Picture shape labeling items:
· · · ·

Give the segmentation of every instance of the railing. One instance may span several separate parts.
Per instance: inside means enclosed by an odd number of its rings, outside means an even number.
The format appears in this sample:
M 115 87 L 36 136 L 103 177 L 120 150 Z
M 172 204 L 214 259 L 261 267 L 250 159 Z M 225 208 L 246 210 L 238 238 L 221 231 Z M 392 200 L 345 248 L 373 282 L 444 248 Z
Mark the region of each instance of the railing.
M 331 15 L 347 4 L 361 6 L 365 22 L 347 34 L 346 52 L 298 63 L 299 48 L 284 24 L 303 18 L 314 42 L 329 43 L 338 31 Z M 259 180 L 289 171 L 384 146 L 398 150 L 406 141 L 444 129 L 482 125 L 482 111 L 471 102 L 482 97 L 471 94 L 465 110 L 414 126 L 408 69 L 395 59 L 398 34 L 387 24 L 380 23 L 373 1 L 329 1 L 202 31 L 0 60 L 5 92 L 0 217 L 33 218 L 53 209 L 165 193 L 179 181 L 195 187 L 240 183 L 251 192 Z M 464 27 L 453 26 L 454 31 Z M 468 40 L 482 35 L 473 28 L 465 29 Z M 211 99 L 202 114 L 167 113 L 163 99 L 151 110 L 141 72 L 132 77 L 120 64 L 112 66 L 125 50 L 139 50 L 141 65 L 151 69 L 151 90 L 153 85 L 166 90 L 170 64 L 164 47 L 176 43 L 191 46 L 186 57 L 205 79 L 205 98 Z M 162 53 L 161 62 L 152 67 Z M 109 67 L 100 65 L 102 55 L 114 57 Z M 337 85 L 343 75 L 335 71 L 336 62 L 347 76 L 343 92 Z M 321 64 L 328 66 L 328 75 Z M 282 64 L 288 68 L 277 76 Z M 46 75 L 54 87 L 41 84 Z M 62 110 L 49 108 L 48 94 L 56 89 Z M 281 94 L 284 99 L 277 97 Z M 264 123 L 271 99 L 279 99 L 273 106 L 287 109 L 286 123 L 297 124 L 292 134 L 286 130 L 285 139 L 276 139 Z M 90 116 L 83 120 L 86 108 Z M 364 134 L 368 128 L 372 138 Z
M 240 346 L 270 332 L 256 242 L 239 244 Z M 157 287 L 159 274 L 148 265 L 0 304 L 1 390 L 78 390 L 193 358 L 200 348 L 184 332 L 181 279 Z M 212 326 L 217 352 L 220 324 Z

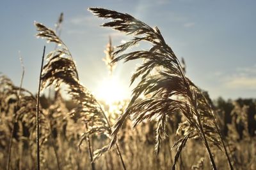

· · · ·

Can you render every line of the records above as a numbered list, skipping blank lines and leaving the pictures out?

» **SOLUTION TO THIS TASK**:
1. Give the segmentation of every instance of the railing. One instance may span several separate parts.
2. Per instance: inside means enclosed by an odd number of its rings, outside means an even number.
3. The format appears in this sample:
4. M 115 87 L 36 136 L 103 177 L 120 150 Z
5. M 172 204 L 214 259 L 261 267 L 250 159 Z M 225 208 L 246 210 L 238 238 L 221 231 Z M 392 200 L 345 248 L 373 282 L 444 248 Z
6. Mark the region of each instance of the railing.
7. M 331 15 L 347 4 L 361 6 L 365 22 L 347 34 L 346 52 L 298 63 L 299 48 L 284 24 L 303 18 L 314 42 L 329 43 L 338 31 Z M 259 180 L 289 171 L 384 146 L 398 150 L 406 141 L 444 129 L 482 125 L 482 111 L 471 102 L 482 97 L 471 94 L 465 110 L 414 126 L 408 69 L 395 59 L 398 34 L 387 24 L 380 23 L 373 1 L 329 1 L 202 31 L 0 60 L 5 92 L 0 217 L 33 218 L 53 209 L 165 193 L 179 181 L 195 187 L 240 183 L 251 192 Z M 464 27 L 453 26 L 454 31 Z M 468 40 L 482 35 L 473 28 L 465 29 Z M 211 99 L 202 114 L 167 113 L 163 99 L 151 110 L 141 72 L 132 77 L 120 64 L 112 66 L 125 50 L 139 50 L 141 65 L 151 69 L 151 90 L 153 85 L 166 90 L 170 64 L 164 47 L 176 43 L 191 46 L 186 57 L 205 79 L 205 98 Z M 162 53 L 161 62 L 152 67 Z M 109 67 L 100 65 L 102 55 L 114 57 Z M 337 85 L 343 75 L 335 71 L 336 62 L 347 76 L 343 92 Z M 321 64 L 328 66 L 328 75 Z M 282 64 L 288 68 L 277 76 Z M 46 75 L 54 87 L 41 84 Z M 62 110 L 49 108 L 48 94 L 56 89 Z M 281 94 L 284 99 L 277 97 Z M 264 123 L 271 99 L 279 99 L 273 106 L 287 109 L 286 123 L 297 124 L 292 134 L 286 130 L 285 139 L 276 139 Z M 90 116 L 83 120 L 86 108 Z M 364 134 L 368 128 L 372 138 Z
8. M 240 346 L 270 332 L 256 242 L 239 244 Z M 157 287 L 159 274 L 148 265 L 0 304 L 1 390 L 78 390 L 193 358 L 200 348 L 184 332 L 181 279 Z M 212 326 L 217 352 L 220 324 Z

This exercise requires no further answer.